◆ **Saved entries**:
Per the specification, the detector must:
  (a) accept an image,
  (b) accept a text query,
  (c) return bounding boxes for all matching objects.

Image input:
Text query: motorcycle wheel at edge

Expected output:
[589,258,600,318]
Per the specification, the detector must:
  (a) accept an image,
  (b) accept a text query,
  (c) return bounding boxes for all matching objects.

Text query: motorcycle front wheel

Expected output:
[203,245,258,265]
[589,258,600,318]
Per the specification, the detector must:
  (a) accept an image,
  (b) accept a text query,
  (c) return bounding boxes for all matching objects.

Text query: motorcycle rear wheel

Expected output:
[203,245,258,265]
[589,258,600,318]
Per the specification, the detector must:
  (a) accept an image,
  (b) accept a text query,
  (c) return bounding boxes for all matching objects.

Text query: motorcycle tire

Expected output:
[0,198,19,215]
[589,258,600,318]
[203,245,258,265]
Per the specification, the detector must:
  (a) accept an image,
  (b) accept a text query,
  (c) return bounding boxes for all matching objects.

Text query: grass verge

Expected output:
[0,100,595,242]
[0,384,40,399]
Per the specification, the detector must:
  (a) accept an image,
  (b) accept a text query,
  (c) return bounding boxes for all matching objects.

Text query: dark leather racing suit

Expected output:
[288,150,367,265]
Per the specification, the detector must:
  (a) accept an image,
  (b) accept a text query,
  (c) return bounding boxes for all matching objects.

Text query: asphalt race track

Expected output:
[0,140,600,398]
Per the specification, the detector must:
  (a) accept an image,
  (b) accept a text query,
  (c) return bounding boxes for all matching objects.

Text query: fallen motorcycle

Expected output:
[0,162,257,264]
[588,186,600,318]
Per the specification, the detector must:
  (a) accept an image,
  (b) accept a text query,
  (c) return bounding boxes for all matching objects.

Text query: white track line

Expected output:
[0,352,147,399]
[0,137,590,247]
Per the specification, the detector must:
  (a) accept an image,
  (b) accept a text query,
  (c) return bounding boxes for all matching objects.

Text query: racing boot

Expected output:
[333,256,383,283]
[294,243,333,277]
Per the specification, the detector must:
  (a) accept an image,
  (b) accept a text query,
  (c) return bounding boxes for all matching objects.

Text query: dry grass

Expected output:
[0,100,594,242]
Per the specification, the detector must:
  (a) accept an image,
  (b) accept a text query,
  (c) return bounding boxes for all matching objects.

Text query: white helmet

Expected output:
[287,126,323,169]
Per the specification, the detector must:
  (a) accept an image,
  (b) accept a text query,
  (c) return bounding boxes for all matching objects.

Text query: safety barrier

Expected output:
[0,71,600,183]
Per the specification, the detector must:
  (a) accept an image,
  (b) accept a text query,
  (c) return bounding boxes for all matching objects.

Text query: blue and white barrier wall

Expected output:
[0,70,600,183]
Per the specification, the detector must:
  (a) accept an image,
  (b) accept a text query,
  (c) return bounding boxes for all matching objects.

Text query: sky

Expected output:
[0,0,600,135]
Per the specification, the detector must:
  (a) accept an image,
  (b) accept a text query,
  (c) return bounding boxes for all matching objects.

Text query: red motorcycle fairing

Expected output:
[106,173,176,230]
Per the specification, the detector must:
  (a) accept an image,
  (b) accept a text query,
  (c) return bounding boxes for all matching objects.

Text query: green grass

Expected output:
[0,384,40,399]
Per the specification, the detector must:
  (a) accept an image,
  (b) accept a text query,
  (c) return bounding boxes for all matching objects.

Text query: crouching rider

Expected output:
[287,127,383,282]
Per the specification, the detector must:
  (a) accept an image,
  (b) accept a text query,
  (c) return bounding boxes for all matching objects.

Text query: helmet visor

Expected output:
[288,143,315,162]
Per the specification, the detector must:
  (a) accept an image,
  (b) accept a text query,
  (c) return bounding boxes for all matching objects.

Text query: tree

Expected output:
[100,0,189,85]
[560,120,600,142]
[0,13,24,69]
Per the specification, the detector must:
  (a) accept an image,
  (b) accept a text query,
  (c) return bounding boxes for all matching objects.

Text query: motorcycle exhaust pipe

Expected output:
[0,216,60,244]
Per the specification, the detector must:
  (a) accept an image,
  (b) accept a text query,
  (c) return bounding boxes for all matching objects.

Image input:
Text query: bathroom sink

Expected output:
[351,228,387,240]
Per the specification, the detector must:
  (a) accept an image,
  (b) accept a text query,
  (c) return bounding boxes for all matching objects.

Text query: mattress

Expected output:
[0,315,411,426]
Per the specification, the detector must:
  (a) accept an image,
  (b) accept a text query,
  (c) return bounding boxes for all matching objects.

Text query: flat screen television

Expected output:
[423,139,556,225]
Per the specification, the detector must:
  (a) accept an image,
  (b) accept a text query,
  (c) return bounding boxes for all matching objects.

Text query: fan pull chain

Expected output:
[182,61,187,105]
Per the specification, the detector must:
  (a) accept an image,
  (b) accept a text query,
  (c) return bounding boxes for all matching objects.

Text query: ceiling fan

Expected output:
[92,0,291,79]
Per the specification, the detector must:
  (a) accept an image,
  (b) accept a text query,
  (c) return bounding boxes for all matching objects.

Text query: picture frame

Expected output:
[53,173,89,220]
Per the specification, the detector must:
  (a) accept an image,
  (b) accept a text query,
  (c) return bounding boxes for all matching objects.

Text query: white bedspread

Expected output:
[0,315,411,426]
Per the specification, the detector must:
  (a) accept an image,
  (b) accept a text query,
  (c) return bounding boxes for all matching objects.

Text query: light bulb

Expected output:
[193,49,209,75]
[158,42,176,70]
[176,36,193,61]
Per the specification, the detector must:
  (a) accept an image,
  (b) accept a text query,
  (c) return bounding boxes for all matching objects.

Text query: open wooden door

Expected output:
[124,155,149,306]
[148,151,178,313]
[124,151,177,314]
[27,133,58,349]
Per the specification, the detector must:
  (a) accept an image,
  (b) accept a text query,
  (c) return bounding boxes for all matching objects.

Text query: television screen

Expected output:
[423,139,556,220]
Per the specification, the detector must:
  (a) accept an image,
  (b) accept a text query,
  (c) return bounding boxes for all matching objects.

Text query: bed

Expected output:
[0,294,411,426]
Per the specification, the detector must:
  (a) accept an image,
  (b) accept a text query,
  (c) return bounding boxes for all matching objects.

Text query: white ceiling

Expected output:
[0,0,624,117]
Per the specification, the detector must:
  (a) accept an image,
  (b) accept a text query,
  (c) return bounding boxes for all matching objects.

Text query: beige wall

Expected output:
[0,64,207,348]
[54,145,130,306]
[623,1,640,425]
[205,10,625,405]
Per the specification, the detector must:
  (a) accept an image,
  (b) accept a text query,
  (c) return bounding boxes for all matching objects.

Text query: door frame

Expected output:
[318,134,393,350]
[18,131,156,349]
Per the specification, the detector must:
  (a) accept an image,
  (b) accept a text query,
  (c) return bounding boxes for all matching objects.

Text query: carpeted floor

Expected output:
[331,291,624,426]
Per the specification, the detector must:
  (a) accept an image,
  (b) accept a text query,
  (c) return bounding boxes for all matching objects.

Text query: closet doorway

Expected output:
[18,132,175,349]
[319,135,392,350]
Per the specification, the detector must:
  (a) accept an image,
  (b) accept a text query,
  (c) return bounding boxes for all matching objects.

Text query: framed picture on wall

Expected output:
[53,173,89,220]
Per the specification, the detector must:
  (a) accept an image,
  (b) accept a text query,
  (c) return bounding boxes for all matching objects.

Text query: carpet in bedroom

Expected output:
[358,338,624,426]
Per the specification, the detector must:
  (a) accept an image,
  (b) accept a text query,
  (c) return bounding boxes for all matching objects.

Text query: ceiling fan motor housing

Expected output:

◆ **WORK TO DO**:
Starting with the first line of the entries and going on through the line with "[588,186,600,318]", write every line out again in full. Scale each bounding-box coordinate under "Expected output" by 0.65 and round to the nearest whole number, with halves rounded up, while leaving all other text unchanged.

◆ **RESULT OF THE TASK**:
Per the specification, the detector must:
  (a) accept an image,
  (b) accept a text query,
  (c) return bounding boxes for all matching objects.

Image input:
Text query: motorcycle wheel at edge

Expected output:
[383,168,390,207]
Per the specification, the detector must:
  (a) accept an image,
  (b) accept a text query,
  (c) return bounding boxes for all matching objects.

Text query: motorcycle front wheel

Expected output:
[132,159,168,172]
[383,168,390,207]
Per the specification, the detector must:
  (a) accept an image,
  (b) accept a text query,
  (c) return bounding boxes for all matching objects.

Text query: motorcycle rear wheel

Expected output:
[132,159,168,172]
[383,168,390,207]
Per the specification, the detector must:
  (a) accept an image,
  (b) accept a text query,
  (c) return bounding boxes for all matching objects.

Text query: motorcycle tire

Expected output:
[0,129,12,140]
[383,168,390,207]
[132,159,168,172]
Per the specification, the detector must:
  (a) accept an image,
  (b) accept a text query,
  (c) return bounding boxes for all matching objects.

Text query: grass verge

Expected output:
[0,65,387,157]
[0,250,26,259]
Per the specification, the detector must:
  (a) accept an image,
  (b) accept a text query,
  (c) return bounding boxes for all matching objects.

Text query: dark leather racing suit

Expected output:
[187,98,239,172]
Per the specification, the detector must:
  (a) accept an image,
  (b) accept a text query,
  (c) return bounding boxes for all matching objects.

Text query: asphalt race track

Expected output:
[0,91,390,259]
Per the specification, the detector must:
  (a) accept an image,
  (b) accept a text query,
  (c) return bounding boxes for all matching objects.

Text query: fallen motorcycle

Expected output:
[0,105,167,172]
[382,121,390,207]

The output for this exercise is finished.